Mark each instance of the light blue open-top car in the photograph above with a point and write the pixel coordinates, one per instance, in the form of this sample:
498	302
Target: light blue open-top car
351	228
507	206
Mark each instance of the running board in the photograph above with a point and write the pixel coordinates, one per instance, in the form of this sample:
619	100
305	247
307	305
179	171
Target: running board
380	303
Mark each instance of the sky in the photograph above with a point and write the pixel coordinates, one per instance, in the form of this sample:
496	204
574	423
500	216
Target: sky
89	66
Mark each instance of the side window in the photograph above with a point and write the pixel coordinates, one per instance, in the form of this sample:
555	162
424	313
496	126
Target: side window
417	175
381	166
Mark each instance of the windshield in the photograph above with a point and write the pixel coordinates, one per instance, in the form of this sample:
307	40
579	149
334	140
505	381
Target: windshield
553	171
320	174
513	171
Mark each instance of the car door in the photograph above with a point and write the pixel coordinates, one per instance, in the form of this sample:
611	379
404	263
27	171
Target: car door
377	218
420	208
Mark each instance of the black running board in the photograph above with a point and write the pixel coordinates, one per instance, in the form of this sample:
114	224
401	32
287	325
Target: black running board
══════════
[Instructions for the task] Copy out the entire material verbatim.

[Task solution]
Mark each instance of the light blue open-top car in the photograph above with a point and write the pixel coordinates, one per instance, in the form of this sample:
498	302
Target: light blue open-top car
351	228
507	206
Mark each instance of the running board in the photograph above with a point and write the pixel coordinates, one per instance, in the form of this sample:
619	100
305	247
307	305
179	171
Target: running board
380	303
Mark each instance of the sky in the photograph above with a point and write the pixel coordinates, one per instance, in the form of this sample:
496	204
574	423
500	216
Target: sky
89	66
Mark each instance of the side window in the photograph above with a point and write the pixel coordinates, one per instance, in the form of this sample:
555	162
424	313
496	126
Target: side window
417	175
381	166
Mark each instance of the windshield in the photograph above with a point and write the pixel coordinates, one per instance, in the form of this sample:
307	40
579	149
334	140
505	381
Target: windshield
553	171
320	174
513	171
Mark each instance of the car door in the photograph above with a point and write the pixel coordinates, one per instance, in the form of this sample:
611	379
404	263
27	171
Target: car door
377	218
420	208
Mark each instance of the black running board in the photograph above with a point and write the pixel coordinates, one per instance, in the form of this sample:
114	224
401	32
287	325
Target: black running board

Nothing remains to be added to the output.